Directions: Reproduce word for word everything in the article on U.S. coronavirus deaths from "The U.S. Centers" down to "people in the United States.".

Text excerpt:
################

Coronavirus deaths top 500,000 in US

Coronavirus has killed more than 500,000 people in the United States, Johns Hopkins University reports.

The U.S. reached the grim milestone Monday, just over one year since the first COVID-19 case was reported in the country and a little over a month after passing 400,000 coronavirus deaths on Jan. 19.

President Joe Biden plans to mark the death toll with a candle-lighting ceremony at 6:15 p.m. Eastern in Washington, D.C., CNN reported.

Biden also will order U.S. flags flown at half-mast for the next five days to honor coronavirus victims, KTVU reported.

The number of dead rivals the populations of Sacramento, California, or Atlanta, NBC News reported. It’s more than double the total of U.S. combat deaths in World War II.

There have been more than 111 million confirmed cases of COVID-19 worldwide, with more than 2.4 million deaths, according to the university. More than 28 million cases have been confirmed in the United States.

The U.S. leads the world in coronavirus deaths, followed by Brazil with more than 246,000 and Mexico with more than 180,000.

More than 49,000 people have died in California of coronavirus, followed by more than 46,000 in New York and more than 42,000 in Texas, the university says.

The U.S. Centers for Disease Control and Prevention estimates that the 2019-20 seasonal flu killed 22,000 people nationally. A 2009 swine flu pandemic killed more than 12,000 people in the United States.

Top officials in Biden’s administration had warned the toll would shortly top half a million before taking office in January.

“The virus is going to get worse before it gets better,” Ron Klain, White House chief of staff, said in January, The New York Times reported. “People who are contracting the virus today will start to get sick next month, will add to the death toll in late February, even March, so it’s going to take awhile to turn this around.”

A recent study found 40% of the COVID-19 deaths in the United States could have been prevented, in part faulting former President Donald Trump’s response to the outbreak, USA Today reported.

################

The data:
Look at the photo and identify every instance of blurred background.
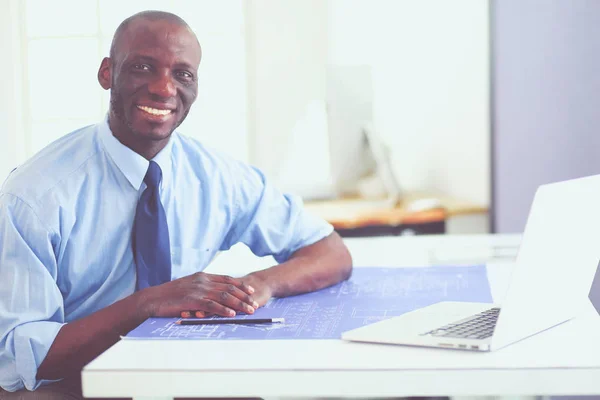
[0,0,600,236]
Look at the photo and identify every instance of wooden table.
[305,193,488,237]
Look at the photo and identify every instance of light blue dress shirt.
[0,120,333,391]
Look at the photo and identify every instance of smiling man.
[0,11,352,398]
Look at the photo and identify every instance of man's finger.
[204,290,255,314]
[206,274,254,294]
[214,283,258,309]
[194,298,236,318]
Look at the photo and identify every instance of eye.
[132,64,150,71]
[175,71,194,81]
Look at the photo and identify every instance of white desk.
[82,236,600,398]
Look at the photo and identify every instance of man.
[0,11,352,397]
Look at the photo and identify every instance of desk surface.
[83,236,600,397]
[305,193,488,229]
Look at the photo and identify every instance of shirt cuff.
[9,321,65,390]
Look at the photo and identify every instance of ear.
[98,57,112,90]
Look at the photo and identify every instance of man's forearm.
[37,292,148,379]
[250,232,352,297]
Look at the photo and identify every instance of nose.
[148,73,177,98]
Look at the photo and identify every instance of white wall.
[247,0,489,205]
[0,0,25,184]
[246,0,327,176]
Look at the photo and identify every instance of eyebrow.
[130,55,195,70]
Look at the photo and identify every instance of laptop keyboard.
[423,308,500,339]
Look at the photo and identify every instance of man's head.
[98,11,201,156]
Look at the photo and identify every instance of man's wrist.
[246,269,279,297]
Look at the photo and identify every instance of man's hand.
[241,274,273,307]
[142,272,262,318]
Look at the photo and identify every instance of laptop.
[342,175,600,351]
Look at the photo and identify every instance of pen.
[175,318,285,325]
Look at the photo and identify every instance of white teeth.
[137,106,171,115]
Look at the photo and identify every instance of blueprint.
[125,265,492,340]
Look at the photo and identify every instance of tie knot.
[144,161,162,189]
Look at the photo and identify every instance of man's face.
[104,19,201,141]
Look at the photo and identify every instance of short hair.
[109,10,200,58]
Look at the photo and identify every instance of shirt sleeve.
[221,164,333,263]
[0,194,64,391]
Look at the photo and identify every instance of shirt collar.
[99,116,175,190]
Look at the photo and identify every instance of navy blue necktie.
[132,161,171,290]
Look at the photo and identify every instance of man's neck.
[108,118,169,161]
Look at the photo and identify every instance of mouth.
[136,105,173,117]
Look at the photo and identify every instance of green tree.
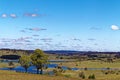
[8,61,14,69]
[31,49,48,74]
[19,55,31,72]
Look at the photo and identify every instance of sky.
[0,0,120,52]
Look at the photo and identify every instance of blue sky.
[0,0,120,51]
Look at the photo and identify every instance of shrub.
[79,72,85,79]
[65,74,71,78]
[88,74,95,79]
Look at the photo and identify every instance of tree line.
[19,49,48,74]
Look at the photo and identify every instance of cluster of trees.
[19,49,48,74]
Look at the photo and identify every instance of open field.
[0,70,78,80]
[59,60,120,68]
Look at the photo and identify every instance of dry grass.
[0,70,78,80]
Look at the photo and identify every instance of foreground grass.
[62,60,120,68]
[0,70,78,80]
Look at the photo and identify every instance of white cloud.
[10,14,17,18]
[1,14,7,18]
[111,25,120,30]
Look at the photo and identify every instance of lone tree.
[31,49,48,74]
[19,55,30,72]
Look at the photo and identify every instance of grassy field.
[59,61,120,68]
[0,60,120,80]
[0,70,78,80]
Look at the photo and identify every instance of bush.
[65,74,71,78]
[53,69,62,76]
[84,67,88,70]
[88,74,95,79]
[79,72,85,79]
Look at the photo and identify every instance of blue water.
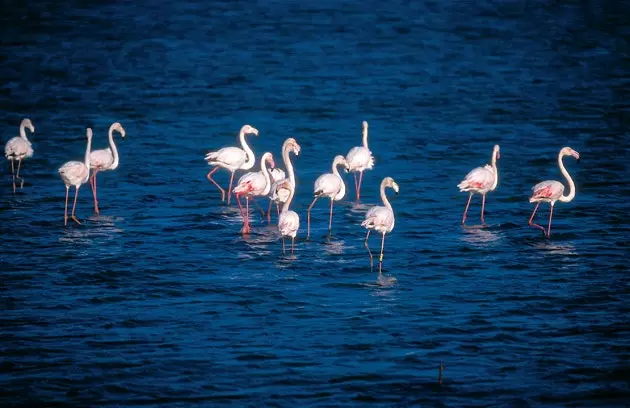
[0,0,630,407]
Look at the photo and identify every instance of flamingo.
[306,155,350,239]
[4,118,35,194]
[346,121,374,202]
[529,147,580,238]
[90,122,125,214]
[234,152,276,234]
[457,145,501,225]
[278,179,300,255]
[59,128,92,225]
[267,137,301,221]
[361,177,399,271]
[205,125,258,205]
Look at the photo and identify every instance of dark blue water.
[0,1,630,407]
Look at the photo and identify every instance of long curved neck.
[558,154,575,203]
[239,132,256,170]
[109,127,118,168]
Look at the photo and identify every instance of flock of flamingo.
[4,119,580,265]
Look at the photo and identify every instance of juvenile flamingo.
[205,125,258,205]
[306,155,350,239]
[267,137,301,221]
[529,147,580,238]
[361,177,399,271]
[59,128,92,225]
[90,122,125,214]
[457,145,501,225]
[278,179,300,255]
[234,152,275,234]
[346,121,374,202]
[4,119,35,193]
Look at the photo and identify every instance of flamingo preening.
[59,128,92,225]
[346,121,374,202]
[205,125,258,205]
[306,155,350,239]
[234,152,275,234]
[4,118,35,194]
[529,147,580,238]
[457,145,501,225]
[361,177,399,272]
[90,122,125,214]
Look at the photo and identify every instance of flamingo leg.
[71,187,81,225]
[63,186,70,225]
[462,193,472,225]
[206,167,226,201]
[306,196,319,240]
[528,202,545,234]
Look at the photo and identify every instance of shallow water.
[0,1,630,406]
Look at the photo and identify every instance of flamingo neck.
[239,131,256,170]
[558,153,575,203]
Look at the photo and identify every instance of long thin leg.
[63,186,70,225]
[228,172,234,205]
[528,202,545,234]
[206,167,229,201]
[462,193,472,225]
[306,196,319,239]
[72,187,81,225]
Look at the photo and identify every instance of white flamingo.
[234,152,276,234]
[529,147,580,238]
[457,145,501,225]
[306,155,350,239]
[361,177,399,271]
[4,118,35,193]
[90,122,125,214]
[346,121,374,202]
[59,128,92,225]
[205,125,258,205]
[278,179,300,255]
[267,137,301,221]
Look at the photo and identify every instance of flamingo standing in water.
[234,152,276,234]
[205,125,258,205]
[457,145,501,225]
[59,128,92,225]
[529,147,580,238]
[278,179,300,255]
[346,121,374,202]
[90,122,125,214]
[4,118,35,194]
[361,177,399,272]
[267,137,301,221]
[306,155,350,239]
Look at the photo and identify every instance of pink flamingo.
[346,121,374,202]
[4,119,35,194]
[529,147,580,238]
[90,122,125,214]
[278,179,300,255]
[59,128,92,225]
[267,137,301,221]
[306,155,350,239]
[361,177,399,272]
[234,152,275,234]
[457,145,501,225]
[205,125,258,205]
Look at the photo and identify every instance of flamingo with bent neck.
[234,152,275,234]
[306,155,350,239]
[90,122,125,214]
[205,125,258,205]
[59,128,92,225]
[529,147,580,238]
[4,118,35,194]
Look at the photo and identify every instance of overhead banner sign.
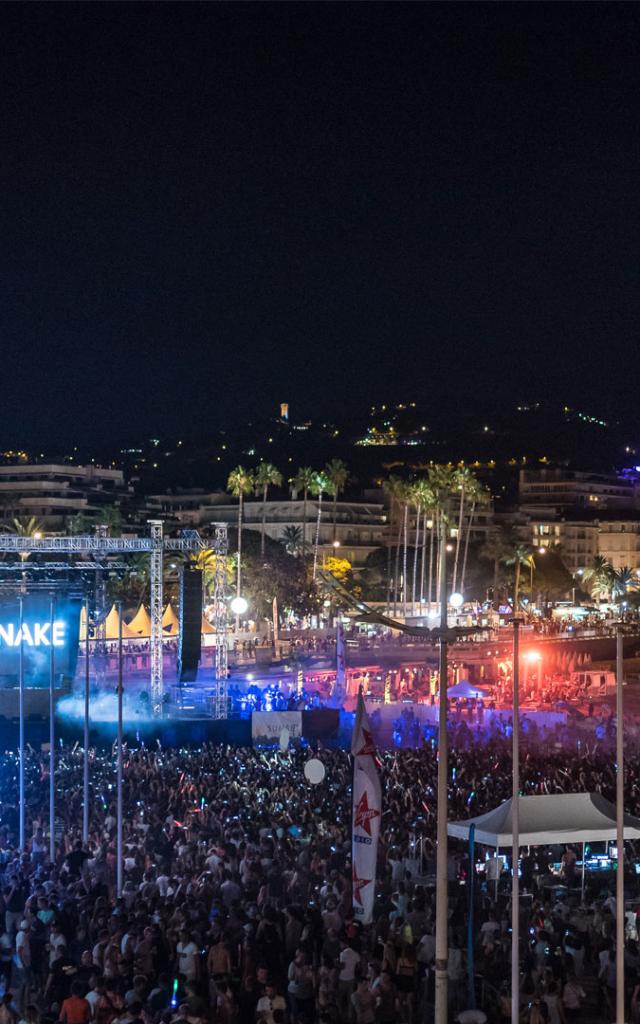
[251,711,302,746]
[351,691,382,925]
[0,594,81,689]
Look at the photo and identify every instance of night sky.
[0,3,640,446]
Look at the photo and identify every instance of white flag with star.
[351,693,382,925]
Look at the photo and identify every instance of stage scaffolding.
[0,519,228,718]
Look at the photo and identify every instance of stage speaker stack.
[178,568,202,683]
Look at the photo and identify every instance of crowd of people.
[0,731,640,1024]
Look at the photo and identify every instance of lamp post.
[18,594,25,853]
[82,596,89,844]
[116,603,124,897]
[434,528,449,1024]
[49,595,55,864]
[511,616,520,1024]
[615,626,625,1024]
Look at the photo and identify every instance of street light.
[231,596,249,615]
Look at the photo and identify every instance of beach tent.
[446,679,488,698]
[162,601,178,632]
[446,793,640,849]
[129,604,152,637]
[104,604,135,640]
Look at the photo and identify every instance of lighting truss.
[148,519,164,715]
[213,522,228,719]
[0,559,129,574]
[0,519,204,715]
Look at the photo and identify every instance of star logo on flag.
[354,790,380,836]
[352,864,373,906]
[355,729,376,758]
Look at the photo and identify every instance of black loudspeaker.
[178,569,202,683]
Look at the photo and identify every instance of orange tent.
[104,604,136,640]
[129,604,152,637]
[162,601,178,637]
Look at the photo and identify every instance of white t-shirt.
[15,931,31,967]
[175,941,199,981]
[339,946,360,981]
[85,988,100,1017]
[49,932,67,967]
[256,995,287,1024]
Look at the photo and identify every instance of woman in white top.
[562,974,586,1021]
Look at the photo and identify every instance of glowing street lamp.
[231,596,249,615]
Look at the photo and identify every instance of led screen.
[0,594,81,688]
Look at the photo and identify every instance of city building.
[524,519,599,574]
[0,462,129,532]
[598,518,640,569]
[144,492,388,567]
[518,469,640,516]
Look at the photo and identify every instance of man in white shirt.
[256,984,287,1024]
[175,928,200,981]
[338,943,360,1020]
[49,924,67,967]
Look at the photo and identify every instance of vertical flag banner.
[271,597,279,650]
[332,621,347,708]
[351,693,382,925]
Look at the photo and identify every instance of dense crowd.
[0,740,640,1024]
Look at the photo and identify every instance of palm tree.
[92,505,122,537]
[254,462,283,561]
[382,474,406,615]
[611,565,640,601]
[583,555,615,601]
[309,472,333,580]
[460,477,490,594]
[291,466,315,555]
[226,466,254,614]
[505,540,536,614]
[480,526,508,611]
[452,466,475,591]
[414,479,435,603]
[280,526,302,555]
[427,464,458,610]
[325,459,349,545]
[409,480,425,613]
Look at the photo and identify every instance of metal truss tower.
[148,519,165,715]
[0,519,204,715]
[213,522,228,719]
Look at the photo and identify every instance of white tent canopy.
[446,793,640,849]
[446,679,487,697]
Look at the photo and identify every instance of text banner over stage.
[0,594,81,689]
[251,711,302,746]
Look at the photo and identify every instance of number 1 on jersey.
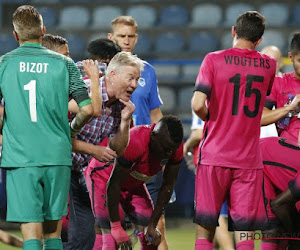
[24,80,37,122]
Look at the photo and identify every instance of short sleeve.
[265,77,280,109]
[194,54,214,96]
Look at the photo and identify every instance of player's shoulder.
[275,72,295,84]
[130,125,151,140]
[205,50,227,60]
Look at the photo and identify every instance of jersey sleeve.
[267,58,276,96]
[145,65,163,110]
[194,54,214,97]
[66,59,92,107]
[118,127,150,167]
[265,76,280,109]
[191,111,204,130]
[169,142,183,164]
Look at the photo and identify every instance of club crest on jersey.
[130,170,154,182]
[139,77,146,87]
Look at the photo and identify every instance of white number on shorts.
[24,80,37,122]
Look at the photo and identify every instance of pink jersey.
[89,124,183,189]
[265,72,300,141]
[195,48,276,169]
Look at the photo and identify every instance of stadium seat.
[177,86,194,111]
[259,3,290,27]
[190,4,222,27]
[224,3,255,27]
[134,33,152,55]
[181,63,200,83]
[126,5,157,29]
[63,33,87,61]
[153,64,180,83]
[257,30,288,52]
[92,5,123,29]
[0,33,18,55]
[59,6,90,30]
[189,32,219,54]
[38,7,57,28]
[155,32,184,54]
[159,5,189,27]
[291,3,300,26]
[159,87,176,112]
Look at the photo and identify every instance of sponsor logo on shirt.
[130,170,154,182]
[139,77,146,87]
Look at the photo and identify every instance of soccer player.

################

Written answer:
The U.S. Centers for Disease Control and Prevention estimates that the 2019-20 seasonal flu killed 22,000 people nationally. A 2009 swine flu pandemic killed more than 12,000 people in the United States.